**Assigned task**
Quote precisely the final stretch of the listing: start at the line containing "Query: shirt pocket" and stop after the last line.

**Materials provided**
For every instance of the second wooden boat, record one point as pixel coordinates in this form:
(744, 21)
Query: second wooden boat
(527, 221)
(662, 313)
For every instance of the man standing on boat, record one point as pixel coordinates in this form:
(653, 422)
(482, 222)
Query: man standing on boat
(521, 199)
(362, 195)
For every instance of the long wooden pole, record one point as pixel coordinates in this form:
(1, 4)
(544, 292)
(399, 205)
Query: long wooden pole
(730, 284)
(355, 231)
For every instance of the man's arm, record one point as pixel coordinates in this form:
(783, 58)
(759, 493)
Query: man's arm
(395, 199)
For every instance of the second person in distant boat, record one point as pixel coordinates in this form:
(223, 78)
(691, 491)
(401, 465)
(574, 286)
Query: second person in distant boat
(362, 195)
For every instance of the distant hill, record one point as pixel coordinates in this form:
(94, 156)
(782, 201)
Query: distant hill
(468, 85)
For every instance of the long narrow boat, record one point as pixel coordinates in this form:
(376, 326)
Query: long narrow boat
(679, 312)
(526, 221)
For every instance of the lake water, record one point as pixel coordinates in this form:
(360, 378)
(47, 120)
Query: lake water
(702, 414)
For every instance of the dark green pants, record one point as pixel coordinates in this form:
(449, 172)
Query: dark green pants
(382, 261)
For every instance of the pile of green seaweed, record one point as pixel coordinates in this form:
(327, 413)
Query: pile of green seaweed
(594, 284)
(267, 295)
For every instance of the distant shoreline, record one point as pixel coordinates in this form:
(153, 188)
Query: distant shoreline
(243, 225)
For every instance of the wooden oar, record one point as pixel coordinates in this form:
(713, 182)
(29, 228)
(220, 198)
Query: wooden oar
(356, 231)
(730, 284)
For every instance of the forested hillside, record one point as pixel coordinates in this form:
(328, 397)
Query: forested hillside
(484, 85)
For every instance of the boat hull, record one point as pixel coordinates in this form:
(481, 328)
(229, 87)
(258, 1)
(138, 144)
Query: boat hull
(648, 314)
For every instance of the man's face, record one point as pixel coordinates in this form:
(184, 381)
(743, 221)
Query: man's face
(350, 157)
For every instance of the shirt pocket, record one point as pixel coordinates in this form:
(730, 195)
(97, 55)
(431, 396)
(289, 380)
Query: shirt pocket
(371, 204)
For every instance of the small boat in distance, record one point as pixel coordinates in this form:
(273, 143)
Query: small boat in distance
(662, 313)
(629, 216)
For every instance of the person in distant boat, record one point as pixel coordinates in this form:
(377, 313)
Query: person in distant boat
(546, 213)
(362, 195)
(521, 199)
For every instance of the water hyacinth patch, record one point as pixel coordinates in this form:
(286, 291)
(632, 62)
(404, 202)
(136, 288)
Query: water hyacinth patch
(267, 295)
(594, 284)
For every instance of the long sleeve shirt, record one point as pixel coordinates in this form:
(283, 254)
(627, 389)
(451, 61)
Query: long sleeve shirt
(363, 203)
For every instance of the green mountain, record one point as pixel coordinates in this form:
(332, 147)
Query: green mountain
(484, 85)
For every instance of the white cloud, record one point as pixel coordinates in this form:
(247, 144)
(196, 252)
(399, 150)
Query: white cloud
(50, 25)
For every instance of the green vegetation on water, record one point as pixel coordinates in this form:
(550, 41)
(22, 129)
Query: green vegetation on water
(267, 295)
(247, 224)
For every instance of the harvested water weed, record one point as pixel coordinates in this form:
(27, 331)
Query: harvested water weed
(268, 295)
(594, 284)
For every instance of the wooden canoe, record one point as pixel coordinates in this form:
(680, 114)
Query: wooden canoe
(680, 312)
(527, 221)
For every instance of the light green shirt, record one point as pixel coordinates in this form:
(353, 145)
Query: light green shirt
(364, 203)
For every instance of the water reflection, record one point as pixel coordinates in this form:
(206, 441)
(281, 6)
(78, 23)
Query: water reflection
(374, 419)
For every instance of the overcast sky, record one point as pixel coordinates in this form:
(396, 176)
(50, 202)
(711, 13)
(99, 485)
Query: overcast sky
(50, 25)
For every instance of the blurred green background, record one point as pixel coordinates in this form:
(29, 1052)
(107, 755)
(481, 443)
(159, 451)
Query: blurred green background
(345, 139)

**Result of the exercise**
Query: shirt pocket
(371, 204)
For every instance of the small boat in distance, record one point as pixel coordinates in this form:
(273, 143)
Query: small boat in distance
(662, 313)
(629, 216)
For every instance of the person in distant boat, record one point as pixel coordinates in this form:
(377, 313)
Query: person in distant boat
(546, 213)
(362, 195)
(521, 199)
For every instance of the water hyacinth patch, record one point as pixel coordinates in this form:
(286, 291)
(632, 62)
(404, 202)
(136, 288)
Query: water hyacinth patch
(267, 295)
(594, 284)
For every instance of the long sleeve shirt, record one point as pixel coordinates in this form:
(283, 254)
(627, 389)
(451, 61)
Query: long sleeve shirt
(363, 203)
For every instance of the green mountain, record one point as pixel coordinates in this form:
(332, 147)
Query: green mountain
(484, 85)
For every instance of the white cloud, record one point as pixel coordinates in this form:
(247, 144)
(196, 252)
(399, 150)
Query: white cloud
(50, 25)
For every instance of the green vegetation on water, record one point as pixel coordinates in this form:
(550, 41)
(22, 129)
Query: green vegetation on water
(267, 295)
(247, 224)
For every instance of the harvested water weed, record one point as pixel coordinates in this form:
(27, 331)
Query: harvested water weed
(268, 295)
(594, 284)
For every instance of the wooden canoe, record one point as pixel coordinates in this form:
(680, 114)
Query: wooden canoe
(680, 312)
(527, 221)
For every instance of the light green shirt, record one point as pixel coordinates in this form:
(353, 145)
Query: light green shirt
(364, 203)
For every instance of the water reflection, record one point as pixel coordinates in this form:
(206, 441)
(281, 6)
(78, 23)
Query: water reflection
(374, 419)
For every instance of the overcast sky, record one point as pixel coordinates in this form:
(396, 176)
(50, 202)
(711, 13)
(99, 485)
Query: overcast sky
(50, 25)
For every instance of the blurred green background, record one point as pixel coordinates in this form:
(29, 1052)
(107, 755)
(481, 443)
(159, 451)
Query: blurred green background
(345, 139)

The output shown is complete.